Direction = Turn the data below into a Markdown table with the columns Row and Entry. Put a running number in Row and one line of the data in Entry, and skip any blank lines.

Collected data entries:
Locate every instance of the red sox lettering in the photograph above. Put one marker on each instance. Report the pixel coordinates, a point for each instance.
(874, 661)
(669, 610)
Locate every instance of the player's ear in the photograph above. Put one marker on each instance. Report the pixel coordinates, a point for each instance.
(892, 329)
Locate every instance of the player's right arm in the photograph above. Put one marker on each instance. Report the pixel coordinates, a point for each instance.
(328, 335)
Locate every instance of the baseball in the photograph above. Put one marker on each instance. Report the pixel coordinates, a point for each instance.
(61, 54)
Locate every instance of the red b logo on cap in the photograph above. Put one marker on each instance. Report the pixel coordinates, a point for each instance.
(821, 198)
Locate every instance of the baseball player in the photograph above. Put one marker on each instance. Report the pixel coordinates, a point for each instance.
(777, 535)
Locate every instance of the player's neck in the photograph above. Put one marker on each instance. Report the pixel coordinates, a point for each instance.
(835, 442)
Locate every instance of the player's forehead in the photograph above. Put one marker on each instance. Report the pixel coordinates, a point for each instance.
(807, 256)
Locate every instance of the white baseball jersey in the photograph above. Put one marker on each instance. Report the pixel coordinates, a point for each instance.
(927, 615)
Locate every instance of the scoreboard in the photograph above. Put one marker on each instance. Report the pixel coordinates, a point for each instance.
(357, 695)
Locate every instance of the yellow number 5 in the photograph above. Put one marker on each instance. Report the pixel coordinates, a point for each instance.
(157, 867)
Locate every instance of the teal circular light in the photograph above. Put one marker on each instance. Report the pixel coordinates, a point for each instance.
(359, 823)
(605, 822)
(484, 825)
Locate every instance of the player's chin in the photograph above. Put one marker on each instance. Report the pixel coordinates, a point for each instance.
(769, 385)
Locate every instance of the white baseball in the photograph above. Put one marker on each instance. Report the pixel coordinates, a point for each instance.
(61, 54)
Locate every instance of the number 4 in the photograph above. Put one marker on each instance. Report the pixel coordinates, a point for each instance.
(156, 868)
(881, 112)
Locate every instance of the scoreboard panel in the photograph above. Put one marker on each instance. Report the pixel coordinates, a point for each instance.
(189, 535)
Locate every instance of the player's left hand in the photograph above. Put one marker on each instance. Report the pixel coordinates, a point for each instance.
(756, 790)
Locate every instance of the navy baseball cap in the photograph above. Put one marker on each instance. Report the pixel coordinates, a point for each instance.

Response to this exercise =
| Row | Entry |
|---|---|
| 1 | Locate every instance of the red sox lettering in the photograph above. Put one marker on each instance. Report the pixel coordinates, a point for each instance. |
| 2 | (874, 661) |
| 3 | (669, 610) |
| 4 | Locate every instance of the player's ear in the photograph above. Put one marker on each instance. Report the pixel coordinates, a point for each instance. |
| 5 | (892, 329) |
| 6 | Locate every instance of the player's right arm in the photograph above. Put one marker on each instance. Report the pixel coordinates, a point for each instance. |
| 7 | (328, 335) |
| 8 | Locate every instance of the baseball in the photograph above. Put one marker on each instance. Report the pixel coordinates, a point for each instance. |
| 9 | (61, 54) |
| 10 | Locate every instance of the red b logo on cap in the photograph above. Put one marker on each instance. Report the pixel coordinates, a point for each instance. |
| 11 | (821, 198) |
| 12 | Locate every instance of the baseball player in the photograph above. Put one marker on each instance. Report the pixel coordinates, a point for each instance. |
| 13 | (777, 535) |
| 14 | Locate every instance of the player's neck in the photograph above. Put one marker on each instance. Report the pixel coordinates, a point for each instance. |
| 15 | (835, 442) |
| 16 | Locate every instance of the player's forehead in the photograph above. Put one marker on each instance. Report the pixel coordinates, a point for each instance. |
| 17 | (807, 256) |
| 18 | Locate every instance of the white baseball jersey in the photograph above. Put one marker on each instance. Report the pixel coordinates, a point for each instance. |
| 19 | (927, 615) |
| 20 | Locate every instance of the scoreboard in the photograph above. Put one marker on each instance. Report the pixel coordinates, a point for each instance. |
| 21 | (357, 695) |
| 22 | Locate every instance of the yellow number 5 in the photograph above. Put one marker on each instance. Report the pixel coordinates, a point for each instance. |
| 23 | (157, 867) |
| 24 | Locate every instance of the teal circular light in the photograph above. Put one marker on each instance. Report the pixel coordinates, a point for each instance. |
| 25 | (359, 823) |
| 26 | (605, 822) |
| 27 | (484, 825) |
| 28 | Locate every instance of the player's chin in the photograph above. Put one marker on each instance. Report the pixel coordinates, a point for each instance. |
| 29 | (769, 385) |
| 30 | Locate every instance of the white baseball in the photograph above. Put one marker on each instance. Report the pixel coordinates, a point for each instance. |
| 31 | (61, 54) |
| 32 | Locate every instance of the number 4 in the photograph above. Put one marker on each instance. Report the pixel coordinates, a point for each instance. |
| 33 | (156, 868) |
| 34 | (881, 112) |
| 35 | Locate every instance of the scoreboard panel in the photograph above. Put one marker on each instance. Report the pixel coordinates, a point for each instance. |
| 36 | (189, 535) |
| 37 | Locate every instance of the player's left hand in the photograph above. Put one marker on each instance. Report the pixel coordinates, a point for each instance. |
| 38 | (756, 790) |
| 39 | Locate every instance of the navy baseball cap in the photograph above. Put one marker on each instance. Report the pixel coordinates, a point for each instance. |